--- Source extract Enclosed Below ---

ADVERTISEMENT
Homoeopathy is nonsense, say British doctorsCry for ban
PTI
Last Updated IST

The NHS should stop funding homoeopathy and it should no longer be marketed as a medicine in pharmacies on the ground that it is little more than ‘pernicious nonsense’, according to doctors at the annual conference of the BMA in Brighton.

BMA doctors committee vice-chair Tom Dolphin, who first proposed banning homoeopathy at the BMA annual junior doctors conference in May, said: “I got into trouble for saying at the juniors conference that homoeopathy is witchcraft.”

Criticism

Piling on criticism against homoeopathy, Dolphin said: “I take that back and apologise to the witches I apparently offended by association. Homoeopathy isn’t witchcraft — it is nonsense on stilts.

It is pernicious nonsense that feeds into a rising wave of irrationality that threatens the hard won gains of the enlightenment, and the scientific method.”

The BMA conference voted overwhelmingly in favour of stopping the commissioning or funding for homoeopathic remedies or homoeopathic hospitals in the health service. UK training posts in homoeopathic hospitals should also be scrapped, the conference said.

--- End of Enclosed Source extract ---
--- Records shown Enclosed Below ---

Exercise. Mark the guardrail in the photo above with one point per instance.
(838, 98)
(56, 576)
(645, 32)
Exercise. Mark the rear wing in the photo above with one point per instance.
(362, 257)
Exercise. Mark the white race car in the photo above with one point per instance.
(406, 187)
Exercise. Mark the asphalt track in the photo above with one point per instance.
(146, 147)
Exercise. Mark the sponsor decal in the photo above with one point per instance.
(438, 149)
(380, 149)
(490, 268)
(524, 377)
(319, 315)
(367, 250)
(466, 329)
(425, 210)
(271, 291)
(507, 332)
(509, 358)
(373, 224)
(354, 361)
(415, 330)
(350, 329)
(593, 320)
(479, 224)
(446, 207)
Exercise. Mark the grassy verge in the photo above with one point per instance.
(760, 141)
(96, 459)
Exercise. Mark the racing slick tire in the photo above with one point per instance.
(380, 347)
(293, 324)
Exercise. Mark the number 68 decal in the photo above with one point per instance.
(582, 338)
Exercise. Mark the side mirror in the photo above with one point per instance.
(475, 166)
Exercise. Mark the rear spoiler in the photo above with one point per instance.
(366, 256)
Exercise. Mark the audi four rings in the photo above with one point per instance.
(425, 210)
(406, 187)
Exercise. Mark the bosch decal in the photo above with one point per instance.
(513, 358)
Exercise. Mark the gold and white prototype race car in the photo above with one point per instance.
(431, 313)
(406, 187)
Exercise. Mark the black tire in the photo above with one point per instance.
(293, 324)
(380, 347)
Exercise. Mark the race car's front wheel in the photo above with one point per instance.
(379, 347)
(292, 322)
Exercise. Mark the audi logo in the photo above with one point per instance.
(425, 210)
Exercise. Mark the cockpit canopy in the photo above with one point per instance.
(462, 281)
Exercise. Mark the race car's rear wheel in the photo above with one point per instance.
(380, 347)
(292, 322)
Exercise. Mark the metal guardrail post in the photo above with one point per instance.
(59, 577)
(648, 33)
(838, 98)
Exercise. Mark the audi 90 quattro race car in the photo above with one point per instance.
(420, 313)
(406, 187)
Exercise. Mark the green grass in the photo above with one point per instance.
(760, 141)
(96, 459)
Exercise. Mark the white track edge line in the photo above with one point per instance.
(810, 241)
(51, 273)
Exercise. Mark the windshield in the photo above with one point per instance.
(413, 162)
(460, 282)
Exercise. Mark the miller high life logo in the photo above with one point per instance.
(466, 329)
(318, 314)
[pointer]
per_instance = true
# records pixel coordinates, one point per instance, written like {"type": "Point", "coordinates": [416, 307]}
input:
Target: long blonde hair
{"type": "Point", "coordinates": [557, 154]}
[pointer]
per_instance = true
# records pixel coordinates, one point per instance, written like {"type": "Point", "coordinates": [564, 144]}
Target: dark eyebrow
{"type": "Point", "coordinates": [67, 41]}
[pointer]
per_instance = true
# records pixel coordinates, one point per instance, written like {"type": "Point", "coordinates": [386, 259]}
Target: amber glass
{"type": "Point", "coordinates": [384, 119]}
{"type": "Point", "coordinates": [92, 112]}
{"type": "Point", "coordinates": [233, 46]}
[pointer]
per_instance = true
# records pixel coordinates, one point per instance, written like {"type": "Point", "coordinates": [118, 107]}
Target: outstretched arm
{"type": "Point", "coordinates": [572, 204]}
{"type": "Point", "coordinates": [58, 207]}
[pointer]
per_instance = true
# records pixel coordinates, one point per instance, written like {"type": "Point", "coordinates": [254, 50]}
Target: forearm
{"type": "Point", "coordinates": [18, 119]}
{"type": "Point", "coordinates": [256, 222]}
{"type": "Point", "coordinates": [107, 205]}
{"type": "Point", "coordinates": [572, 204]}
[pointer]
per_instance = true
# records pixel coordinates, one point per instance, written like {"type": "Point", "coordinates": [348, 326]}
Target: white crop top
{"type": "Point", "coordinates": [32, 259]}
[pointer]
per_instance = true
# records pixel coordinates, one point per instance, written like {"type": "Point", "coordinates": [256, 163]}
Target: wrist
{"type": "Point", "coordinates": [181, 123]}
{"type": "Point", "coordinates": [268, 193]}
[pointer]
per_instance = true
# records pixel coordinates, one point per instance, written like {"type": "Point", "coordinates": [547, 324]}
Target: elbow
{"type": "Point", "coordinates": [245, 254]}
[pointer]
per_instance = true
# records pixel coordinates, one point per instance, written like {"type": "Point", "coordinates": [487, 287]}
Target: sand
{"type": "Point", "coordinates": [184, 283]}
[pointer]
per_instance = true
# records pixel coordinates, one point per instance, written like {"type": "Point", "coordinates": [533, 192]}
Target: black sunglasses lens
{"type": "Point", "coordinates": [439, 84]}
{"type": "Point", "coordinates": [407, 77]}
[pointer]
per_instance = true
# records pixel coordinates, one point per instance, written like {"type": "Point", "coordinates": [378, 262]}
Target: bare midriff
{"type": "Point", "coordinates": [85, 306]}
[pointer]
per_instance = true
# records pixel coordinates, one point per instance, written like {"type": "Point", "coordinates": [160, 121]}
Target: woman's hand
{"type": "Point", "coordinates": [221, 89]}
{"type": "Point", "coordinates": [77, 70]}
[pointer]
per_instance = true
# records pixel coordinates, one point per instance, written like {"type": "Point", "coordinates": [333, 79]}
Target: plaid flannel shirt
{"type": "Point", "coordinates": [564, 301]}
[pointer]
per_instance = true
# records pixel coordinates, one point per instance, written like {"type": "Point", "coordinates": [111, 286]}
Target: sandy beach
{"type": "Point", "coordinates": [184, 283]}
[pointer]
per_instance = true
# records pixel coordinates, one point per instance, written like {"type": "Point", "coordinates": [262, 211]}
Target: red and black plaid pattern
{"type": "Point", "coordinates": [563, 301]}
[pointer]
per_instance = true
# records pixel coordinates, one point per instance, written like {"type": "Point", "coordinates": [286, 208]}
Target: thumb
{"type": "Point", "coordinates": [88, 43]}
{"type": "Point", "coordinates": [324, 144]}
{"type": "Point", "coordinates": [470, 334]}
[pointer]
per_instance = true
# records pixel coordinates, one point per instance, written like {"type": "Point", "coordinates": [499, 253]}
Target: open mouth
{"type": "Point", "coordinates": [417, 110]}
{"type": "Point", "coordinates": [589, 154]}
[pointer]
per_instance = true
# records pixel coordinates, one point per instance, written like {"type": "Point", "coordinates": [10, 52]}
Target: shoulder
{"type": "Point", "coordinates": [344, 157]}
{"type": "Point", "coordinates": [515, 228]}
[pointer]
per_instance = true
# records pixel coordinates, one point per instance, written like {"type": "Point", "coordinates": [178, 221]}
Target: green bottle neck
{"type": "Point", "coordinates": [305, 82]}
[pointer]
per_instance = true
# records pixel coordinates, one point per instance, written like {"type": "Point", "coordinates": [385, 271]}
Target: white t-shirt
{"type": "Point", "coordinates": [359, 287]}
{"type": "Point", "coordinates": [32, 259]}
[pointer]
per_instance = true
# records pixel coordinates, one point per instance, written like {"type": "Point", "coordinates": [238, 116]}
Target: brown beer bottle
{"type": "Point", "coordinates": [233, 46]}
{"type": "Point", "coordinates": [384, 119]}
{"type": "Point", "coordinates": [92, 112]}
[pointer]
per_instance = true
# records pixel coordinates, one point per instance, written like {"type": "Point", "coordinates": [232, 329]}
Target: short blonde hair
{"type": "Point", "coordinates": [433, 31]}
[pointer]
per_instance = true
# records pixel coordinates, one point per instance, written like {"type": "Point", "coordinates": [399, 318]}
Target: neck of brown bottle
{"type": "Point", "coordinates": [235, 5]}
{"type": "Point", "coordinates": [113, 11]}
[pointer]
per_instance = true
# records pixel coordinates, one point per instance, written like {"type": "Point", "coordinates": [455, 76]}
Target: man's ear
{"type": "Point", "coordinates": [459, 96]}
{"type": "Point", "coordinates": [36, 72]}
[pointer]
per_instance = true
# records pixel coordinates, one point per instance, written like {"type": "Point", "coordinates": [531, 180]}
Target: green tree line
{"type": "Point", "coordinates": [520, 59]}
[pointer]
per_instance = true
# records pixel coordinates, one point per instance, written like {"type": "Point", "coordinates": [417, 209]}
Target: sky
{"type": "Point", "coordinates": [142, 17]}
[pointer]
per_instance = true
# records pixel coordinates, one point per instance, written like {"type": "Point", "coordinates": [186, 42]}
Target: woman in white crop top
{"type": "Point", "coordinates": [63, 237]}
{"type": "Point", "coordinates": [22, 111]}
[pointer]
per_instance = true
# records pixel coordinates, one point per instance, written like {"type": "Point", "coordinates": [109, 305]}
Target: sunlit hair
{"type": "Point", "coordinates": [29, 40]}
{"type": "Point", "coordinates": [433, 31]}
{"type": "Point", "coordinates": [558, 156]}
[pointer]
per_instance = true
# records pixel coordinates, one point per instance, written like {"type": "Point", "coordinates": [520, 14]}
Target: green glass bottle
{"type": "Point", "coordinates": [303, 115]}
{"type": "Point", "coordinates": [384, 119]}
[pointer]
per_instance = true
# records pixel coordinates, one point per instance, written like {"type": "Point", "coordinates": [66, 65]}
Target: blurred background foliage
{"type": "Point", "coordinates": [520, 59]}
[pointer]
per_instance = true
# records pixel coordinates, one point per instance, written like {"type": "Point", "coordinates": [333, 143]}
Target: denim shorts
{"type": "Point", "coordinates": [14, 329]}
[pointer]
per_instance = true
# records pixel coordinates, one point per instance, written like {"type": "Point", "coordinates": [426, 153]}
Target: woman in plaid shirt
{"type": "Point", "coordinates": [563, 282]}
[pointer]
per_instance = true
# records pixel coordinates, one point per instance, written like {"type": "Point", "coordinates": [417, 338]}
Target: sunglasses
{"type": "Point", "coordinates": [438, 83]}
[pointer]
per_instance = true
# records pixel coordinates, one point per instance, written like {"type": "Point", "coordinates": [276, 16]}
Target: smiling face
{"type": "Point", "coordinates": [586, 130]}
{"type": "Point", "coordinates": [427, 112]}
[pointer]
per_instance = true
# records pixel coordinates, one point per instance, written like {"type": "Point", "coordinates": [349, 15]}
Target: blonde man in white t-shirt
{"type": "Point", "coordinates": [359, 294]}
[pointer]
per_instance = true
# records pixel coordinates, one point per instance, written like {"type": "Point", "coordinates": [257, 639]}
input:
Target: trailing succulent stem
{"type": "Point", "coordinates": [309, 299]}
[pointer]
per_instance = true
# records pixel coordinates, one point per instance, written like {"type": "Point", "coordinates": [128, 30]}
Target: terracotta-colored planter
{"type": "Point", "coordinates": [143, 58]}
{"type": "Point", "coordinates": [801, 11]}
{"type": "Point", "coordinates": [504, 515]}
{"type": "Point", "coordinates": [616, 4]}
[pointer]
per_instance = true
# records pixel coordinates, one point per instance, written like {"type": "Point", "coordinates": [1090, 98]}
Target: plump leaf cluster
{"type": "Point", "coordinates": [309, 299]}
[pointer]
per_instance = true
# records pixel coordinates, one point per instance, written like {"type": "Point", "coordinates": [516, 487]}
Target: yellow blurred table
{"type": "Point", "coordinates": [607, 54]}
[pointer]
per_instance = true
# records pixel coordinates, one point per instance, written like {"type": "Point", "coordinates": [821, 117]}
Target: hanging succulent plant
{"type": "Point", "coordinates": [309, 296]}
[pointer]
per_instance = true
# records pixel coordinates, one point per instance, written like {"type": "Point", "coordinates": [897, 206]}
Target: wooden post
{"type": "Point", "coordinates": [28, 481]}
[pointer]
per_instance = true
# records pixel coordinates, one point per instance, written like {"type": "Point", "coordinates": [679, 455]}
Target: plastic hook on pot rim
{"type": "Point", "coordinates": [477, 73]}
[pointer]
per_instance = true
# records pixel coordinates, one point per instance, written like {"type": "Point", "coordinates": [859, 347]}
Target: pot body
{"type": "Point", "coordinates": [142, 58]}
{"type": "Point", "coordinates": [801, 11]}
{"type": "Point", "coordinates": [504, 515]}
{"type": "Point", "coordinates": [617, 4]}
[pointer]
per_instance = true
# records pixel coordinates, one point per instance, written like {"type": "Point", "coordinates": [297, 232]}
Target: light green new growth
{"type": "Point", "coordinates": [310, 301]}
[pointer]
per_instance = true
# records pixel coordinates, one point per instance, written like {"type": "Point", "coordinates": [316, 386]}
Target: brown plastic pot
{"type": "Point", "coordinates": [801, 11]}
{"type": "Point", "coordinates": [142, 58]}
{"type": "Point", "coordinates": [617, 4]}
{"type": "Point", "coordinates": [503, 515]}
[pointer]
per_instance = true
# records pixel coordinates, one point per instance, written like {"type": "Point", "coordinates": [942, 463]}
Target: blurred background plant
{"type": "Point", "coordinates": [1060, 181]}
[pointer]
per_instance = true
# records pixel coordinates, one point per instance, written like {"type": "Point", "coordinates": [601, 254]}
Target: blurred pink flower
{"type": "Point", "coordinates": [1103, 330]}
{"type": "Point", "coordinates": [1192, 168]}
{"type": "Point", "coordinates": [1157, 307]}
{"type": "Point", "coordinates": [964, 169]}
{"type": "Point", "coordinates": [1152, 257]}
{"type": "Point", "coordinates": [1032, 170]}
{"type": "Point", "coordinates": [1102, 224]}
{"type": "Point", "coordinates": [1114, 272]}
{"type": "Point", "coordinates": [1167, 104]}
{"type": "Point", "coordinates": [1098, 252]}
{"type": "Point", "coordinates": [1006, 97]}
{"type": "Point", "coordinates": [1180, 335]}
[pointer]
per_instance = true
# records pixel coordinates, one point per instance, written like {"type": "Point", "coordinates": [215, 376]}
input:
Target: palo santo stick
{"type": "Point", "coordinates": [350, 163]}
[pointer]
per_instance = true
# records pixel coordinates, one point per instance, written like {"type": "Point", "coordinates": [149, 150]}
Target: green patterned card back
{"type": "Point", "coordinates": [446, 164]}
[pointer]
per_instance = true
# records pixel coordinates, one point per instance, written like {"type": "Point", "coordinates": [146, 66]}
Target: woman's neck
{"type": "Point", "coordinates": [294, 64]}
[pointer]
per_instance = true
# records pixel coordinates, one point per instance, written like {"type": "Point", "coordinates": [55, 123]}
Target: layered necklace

--- End of Enclosed Records shown ---

- Work instructions
Pick up the news report on British doctors' call to end NHS funding for homoeopathy after its last sentence, and continue it.

- Your response
Dolphin warned that society risked “sinking back into a state of magical thinking, where made-up science passes for rational discourse, and wishing for something to be true counts as proof.” Shropshire-based doctor Mary McCarthy said: “We are not asking for homoeopathy to be stopped and it will allow those who want to do it to continue to use it. What we are asking is that it’s not funded by the scarce NHS resources.”

Only psychological boost

She said there was no evidence from hundreds of trials that homoeopathy worked beyond the placebo effect, in which a patient gets better but only because they believe the treatment will work and their symptoms clear up because of the psychological boost. She added: “It can do harm by diverting patients from conventional medical treatments.”
The BMA call to ban homoeopathy in NHS comes after the House of Commons Science and Technology Committee called for a similar ban in February, saying that it couldn’t be justified.

The Society of Homoeopaths, however, insisted there was evidence that homoeopathic remedies worked. The Department of Health said it was looking into the issue.